◆ **DATASET RECORDS**:
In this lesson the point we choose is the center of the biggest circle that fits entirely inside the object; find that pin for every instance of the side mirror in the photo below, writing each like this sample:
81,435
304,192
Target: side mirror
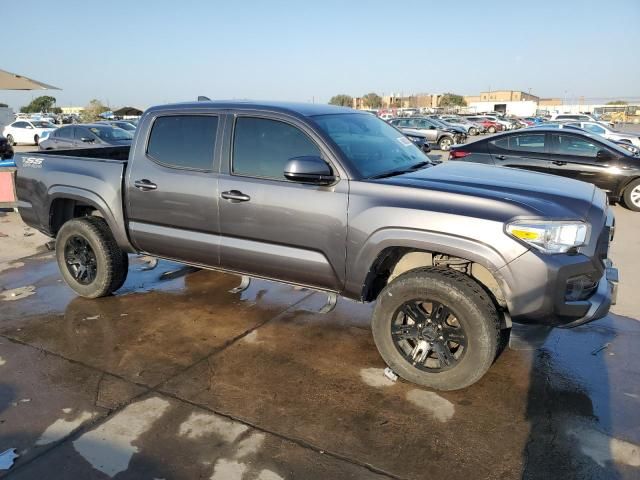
309,169
604,156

◆ **WORK REQUIRED**: Leaving the pictures out, print every line of the listing exactly.

◆ **TASK RESPONSE**:
In this lesson the point we choose is the center of the biggest circle that fits entirely inside the object; find that pin for every instance of the side mirror in the photo below, writing each like this sample:
81,435
304,192
Target: side mirror
309,169
604,156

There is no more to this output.